## begin

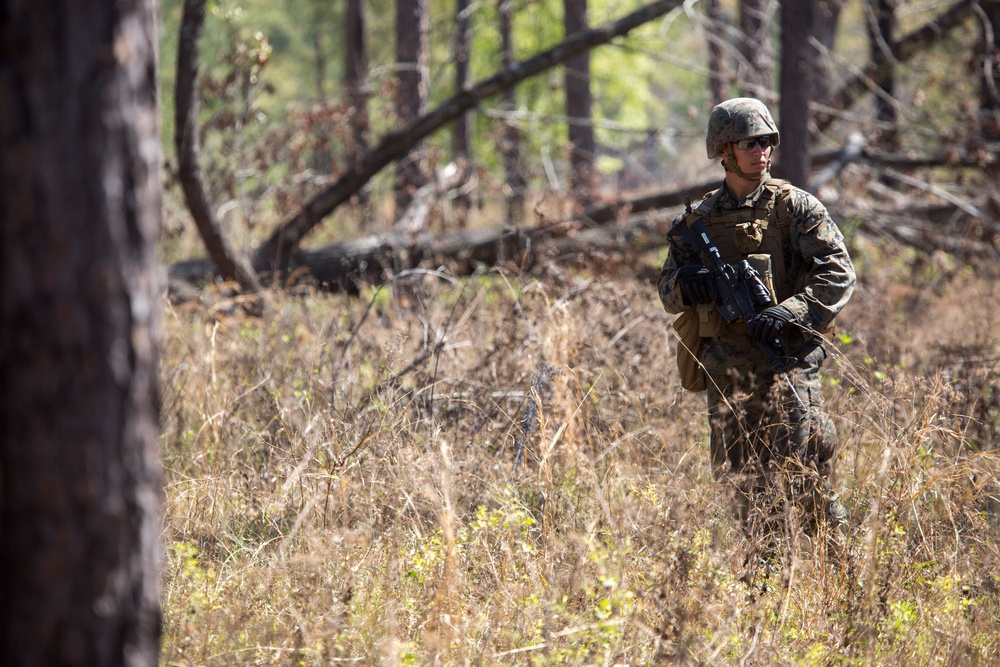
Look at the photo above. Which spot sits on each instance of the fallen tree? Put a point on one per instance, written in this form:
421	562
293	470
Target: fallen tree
631	225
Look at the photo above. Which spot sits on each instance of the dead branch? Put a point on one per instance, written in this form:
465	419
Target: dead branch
278	249
899	51
230	264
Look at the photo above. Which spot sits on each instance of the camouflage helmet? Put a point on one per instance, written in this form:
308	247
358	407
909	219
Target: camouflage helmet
738	118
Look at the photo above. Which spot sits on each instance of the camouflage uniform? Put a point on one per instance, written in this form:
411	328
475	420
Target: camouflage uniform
757	425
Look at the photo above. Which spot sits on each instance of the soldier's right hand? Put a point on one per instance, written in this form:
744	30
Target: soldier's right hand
697	284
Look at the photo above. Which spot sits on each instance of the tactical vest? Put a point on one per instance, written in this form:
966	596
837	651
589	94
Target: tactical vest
752	232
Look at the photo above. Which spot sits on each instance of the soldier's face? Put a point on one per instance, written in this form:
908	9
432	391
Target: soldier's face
752	160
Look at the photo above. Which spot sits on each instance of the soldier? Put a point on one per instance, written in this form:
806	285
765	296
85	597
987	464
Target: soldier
770	437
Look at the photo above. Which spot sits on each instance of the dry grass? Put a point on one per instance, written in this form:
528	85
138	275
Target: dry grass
341	484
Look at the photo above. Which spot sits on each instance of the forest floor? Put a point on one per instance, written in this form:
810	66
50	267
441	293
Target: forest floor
341	483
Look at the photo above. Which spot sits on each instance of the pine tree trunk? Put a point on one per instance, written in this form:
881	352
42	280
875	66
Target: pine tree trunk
80	210
579	105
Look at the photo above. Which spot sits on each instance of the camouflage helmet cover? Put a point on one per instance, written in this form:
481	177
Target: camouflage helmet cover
738	118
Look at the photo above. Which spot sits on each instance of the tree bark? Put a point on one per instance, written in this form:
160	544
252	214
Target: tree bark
232	266
579	109
412	31
274	253
356	92
374	259
716	62
510	137
826	21
989	71
796	67
881	29
461	132
756	65
902	50
80	206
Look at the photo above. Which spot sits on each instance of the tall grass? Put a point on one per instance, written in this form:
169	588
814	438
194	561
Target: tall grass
341	484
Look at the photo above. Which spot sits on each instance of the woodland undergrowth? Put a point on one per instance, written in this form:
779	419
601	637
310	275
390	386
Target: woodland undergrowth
504	469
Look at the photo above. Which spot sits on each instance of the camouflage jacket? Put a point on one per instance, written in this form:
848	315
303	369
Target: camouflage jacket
826	277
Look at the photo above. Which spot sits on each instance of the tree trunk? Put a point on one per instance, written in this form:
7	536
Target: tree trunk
881	29
412	32
510	137
579	105
989	72
356	92
756	65
716	63
232	266
80	211
826	20
907	47
796	65
274	253
461	137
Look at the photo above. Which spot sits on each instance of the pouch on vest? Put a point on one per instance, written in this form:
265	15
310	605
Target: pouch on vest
688	327
762	265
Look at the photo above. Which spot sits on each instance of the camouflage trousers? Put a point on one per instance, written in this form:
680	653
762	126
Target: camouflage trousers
776	453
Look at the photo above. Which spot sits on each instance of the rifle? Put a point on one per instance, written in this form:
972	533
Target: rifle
739	293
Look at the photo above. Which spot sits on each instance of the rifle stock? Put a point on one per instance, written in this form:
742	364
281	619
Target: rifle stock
740	294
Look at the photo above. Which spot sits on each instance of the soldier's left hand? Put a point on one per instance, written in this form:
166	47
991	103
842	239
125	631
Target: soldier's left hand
767	326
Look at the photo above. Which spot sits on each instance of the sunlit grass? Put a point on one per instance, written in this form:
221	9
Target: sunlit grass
341	485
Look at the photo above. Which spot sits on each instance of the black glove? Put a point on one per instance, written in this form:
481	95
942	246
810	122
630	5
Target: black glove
697	284
767	326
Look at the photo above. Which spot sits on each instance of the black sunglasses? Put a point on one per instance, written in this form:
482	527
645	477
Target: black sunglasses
746	144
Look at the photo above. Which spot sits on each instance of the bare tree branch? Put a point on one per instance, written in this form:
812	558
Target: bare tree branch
900	51
231	265
275	252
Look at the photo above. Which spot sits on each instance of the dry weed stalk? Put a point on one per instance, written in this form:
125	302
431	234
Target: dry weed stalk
389	526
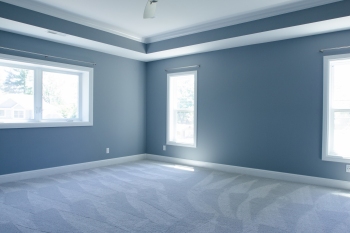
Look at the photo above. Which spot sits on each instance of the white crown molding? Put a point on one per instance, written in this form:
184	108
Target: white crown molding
35	6
288	177
238	19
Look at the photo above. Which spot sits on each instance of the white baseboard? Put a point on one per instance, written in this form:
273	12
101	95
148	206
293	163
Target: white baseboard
69	168
339	184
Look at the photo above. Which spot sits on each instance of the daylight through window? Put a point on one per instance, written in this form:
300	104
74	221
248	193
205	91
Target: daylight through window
182	109
336	132
36	93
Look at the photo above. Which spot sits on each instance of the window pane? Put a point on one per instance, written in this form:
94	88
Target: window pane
181	119
341	85
16	94
60	96
341	138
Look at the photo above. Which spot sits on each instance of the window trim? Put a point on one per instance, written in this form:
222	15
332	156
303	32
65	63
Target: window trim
168	142
86	75
326	129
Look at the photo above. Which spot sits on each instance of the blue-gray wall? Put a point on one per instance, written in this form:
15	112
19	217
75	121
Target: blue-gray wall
259	106
119	114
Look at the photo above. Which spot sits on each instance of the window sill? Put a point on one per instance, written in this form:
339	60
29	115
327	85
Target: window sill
180	144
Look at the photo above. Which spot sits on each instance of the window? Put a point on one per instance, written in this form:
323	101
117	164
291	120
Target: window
336	107
36	93
182	109
18	114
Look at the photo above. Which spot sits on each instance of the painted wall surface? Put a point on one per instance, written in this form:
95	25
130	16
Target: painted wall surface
259	106
119	114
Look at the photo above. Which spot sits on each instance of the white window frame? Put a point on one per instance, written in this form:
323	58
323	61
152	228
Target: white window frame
327	155
85	115
172	143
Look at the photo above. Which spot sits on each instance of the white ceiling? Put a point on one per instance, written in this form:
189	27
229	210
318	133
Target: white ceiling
174	17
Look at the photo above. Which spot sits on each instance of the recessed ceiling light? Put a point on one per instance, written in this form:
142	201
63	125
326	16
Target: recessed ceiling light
56	33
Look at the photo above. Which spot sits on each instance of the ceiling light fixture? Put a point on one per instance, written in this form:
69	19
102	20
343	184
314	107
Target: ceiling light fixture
56	33
150	9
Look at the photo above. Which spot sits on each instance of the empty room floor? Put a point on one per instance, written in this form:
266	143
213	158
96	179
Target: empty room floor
148	196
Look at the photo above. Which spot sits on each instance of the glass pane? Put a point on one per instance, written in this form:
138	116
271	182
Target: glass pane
16	94
60	96
341	138
184	127
341	85
182	105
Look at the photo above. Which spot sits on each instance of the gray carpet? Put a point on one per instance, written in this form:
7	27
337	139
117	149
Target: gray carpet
147	196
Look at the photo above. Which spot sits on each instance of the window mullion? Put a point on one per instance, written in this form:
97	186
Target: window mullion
38	92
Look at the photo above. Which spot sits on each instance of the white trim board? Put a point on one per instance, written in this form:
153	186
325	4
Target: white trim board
339	184
69	168
311	180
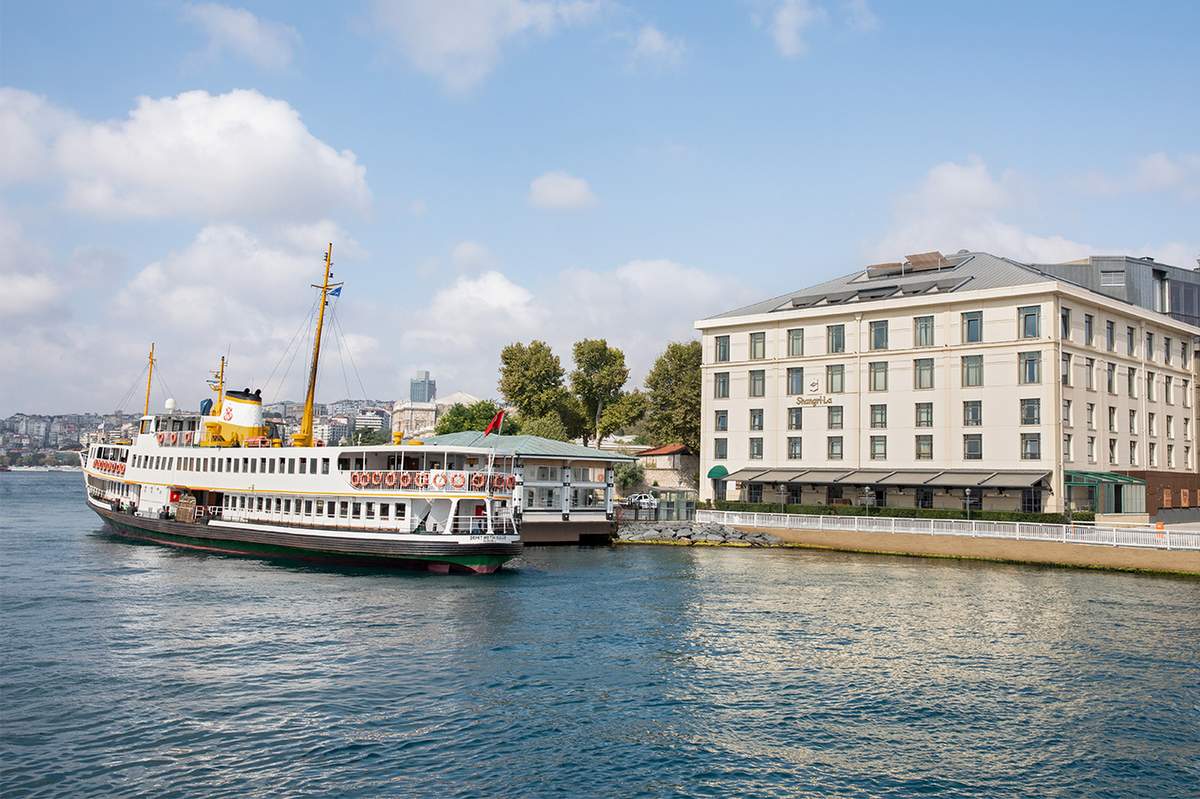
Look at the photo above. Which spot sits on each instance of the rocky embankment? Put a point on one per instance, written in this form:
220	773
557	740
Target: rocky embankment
691	533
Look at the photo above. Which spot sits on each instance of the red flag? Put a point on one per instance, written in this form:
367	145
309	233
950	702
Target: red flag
495	425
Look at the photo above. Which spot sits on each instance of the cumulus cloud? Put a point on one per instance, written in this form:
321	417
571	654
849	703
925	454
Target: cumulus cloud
460	42
235	30
209	156
561	191
652	46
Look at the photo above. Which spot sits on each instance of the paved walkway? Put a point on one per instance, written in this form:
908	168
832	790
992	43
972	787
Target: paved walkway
954	546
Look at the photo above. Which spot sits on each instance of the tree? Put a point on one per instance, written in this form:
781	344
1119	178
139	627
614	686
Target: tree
460	418
618	416
672	412
599	376
532	378
547	426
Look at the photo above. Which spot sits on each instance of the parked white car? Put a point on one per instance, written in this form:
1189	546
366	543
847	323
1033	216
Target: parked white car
643	502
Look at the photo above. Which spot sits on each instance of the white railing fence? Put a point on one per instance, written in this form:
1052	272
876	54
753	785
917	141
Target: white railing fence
1114	536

## end

### What to produce
Copy each line exactly, from the line containing "of the rocky" down to the last line of the material, and no other lines.

### Exercise result
Look at the photo above. Which spot sits on each instance of the rocky embankment? Put a point on one per instance, written in this form:
220	773
557	740
Target: rocky embankment
691	533
Look at the photo above. Which spot sits on each instance of the red flag? Put a point on one per instance, written in this form:
367	145
309	233
950	702
Target: red flag
495	425
Look at the photo above. Which spot sits on each instance of the cumulus cloud? Put a point on one per instance, written in this form:
321	417
571	654
849	703
925	454
Target: cumulus cloud
460	42
235	30
209	156
561	191
652	46
Look at the photo above. Which spot sits on each instance of the paved walkway? Put a point on one per instance, written in this form:
908	168
832	790
992	43
972	787
Target: paved walkway
954	546
Look at the photo above. Which spot sits on each instance of the tree? Put a point on one per instance, written in this form:
781	344
1119	178
139	627
614	686
Target: tree
460	418
618	416
672	412
599	376
532	378
547	426
Look at the photo above. Which spot sits on each instance of the parked white car? Put a point on one per instance, written in this form:
1189	546
366	543
847	323
1033	216
Target: parked white car
643	502
Look at the photo above. Which spot sits on each instance of the white railing fence? Put a point on one per instance, written in this form:
1052	272
876	54
753	785
917	141
Target: white railing fence
1114	536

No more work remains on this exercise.